◆ Written task ◆
Please pick out each line of the listing below that contains the string "frame" and copy those lines.
— START Supplied material —
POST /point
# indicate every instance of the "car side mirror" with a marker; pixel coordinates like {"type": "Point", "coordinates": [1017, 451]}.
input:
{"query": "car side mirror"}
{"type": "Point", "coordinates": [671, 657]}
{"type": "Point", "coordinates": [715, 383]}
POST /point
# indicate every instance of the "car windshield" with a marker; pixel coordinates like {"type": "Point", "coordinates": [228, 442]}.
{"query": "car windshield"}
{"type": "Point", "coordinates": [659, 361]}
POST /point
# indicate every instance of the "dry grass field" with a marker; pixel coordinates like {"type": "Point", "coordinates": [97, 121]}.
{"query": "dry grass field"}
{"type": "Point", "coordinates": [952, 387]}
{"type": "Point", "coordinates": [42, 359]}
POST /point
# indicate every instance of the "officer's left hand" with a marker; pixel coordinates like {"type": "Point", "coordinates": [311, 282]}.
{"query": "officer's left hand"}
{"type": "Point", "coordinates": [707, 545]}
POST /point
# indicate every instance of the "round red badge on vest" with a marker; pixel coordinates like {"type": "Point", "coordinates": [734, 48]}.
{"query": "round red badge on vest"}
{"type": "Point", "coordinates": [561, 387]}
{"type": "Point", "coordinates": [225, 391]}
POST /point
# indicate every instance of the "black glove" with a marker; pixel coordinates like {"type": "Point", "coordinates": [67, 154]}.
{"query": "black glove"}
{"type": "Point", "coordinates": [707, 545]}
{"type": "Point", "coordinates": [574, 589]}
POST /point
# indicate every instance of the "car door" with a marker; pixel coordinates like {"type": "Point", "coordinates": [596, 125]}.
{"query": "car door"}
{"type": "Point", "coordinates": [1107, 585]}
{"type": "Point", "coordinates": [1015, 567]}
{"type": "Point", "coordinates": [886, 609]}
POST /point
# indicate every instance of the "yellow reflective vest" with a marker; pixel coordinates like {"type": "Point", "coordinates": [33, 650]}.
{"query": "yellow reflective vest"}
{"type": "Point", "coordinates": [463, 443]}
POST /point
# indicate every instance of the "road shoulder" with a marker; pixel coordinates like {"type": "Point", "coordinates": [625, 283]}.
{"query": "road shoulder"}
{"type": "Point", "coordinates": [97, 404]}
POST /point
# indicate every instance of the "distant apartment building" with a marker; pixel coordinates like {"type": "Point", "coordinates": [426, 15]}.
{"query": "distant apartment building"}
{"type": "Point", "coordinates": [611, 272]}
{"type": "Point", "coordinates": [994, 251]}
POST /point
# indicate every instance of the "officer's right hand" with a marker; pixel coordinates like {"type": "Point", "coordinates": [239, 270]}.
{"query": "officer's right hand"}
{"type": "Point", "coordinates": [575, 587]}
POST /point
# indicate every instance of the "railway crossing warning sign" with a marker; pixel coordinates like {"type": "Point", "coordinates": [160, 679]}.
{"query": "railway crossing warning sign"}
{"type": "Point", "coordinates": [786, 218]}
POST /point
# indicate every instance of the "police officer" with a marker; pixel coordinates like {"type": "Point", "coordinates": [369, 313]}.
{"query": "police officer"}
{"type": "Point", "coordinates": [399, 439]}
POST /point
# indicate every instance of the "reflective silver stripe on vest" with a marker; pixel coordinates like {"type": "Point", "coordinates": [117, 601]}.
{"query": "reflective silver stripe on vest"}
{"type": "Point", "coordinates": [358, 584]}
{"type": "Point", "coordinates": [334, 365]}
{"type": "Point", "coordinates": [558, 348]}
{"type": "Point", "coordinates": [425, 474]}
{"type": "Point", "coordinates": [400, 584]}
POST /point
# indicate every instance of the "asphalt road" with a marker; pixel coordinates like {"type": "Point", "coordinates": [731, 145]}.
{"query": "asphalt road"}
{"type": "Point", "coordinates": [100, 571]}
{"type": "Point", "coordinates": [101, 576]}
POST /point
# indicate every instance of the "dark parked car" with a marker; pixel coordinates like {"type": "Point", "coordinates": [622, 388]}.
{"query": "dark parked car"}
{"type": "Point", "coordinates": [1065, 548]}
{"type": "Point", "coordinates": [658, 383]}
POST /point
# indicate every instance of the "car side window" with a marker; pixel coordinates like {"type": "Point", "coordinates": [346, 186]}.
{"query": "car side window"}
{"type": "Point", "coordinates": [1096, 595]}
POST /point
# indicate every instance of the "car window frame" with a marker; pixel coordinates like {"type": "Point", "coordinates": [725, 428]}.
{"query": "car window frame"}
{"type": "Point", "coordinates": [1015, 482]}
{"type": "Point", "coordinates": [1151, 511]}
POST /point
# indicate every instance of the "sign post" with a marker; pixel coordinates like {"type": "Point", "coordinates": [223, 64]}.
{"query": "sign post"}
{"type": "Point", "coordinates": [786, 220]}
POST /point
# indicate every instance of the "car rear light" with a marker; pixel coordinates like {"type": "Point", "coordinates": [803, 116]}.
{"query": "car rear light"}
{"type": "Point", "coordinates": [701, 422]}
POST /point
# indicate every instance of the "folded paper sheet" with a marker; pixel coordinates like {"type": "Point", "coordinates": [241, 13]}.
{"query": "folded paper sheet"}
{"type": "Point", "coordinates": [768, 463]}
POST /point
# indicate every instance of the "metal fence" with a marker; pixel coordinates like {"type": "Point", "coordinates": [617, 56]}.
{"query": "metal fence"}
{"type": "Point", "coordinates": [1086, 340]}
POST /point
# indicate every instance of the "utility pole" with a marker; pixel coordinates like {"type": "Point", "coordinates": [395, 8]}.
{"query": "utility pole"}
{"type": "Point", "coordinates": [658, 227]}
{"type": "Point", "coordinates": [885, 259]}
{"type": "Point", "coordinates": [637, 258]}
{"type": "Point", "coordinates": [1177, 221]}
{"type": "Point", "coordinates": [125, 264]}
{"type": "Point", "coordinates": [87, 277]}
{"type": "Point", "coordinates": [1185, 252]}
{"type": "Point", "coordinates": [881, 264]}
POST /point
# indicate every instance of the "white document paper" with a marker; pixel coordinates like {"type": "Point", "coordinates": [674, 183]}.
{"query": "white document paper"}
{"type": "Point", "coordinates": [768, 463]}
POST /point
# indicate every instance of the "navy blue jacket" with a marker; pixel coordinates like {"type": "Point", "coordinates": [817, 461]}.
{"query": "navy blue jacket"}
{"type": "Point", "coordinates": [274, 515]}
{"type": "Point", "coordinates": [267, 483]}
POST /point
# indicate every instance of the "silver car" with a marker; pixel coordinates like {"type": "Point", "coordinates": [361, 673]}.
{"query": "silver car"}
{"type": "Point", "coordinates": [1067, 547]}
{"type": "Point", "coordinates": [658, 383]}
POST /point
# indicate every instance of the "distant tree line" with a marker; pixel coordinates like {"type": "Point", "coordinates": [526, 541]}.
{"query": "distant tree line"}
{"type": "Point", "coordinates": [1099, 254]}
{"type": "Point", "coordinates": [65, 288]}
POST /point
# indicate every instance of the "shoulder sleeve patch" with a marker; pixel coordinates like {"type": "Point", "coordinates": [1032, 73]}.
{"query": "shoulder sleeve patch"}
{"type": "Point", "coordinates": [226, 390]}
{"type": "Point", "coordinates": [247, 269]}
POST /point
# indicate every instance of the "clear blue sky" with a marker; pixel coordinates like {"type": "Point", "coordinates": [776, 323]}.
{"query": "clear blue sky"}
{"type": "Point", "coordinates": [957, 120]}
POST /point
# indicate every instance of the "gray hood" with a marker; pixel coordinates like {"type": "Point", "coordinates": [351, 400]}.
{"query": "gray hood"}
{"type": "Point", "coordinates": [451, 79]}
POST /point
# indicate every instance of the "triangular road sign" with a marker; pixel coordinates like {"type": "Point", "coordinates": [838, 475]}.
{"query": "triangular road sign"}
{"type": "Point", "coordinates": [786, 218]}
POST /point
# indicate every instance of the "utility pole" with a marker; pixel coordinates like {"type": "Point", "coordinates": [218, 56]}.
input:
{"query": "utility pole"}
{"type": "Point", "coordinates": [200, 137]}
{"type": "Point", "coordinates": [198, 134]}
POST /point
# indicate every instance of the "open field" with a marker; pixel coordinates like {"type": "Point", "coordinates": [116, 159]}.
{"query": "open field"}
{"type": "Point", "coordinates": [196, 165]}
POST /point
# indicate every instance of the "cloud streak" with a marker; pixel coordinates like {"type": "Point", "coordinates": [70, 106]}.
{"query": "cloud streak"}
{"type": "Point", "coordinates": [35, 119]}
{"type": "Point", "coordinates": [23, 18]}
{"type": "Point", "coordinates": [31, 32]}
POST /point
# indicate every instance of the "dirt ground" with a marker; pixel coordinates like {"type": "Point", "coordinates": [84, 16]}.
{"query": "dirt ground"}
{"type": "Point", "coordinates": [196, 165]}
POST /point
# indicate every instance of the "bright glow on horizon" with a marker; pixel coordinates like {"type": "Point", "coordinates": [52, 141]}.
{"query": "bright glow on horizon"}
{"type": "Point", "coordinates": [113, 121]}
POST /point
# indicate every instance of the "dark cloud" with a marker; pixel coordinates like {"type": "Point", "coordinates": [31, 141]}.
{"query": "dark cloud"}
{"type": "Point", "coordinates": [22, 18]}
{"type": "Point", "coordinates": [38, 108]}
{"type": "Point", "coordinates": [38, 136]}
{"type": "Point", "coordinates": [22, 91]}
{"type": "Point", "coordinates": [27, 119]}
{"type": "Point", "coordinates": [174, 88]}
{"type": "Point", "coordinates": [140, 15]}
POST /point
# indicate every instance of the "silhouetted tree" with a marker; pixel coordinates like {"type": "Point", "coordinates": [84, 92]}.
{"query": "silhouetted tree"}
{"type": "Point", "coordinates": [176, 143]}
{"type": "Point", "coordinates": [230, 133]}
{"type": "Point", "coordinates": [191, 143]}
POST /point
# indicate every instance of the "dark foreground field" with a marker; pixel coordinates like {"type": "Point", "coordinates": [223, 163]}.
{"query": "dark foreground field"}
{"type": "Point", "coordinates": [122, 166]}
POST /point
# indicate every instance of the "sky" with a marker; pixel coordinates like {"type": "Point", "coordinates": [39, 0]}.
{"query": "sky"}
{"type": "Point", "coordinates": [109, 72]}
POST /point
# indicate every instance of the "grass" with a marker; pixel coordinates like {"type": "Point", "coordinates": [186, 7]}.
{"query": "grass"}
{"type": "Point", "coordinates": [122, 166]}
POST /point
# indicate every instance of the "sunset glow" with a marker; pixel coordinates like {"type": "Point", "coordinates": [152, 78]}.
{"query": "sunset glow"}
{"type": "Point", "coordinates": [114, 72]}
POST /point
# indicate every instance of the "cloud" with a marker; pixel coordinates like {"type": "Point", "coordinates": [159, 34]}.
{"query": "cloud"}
— END Supplied material —
◆ Response for this exercise ◆
# indicate every instance of the "car window frame" with a marker; pixel coordinates like {"type": "Point", "coordinates": [725, 428]}.
{"query": "car window frame"}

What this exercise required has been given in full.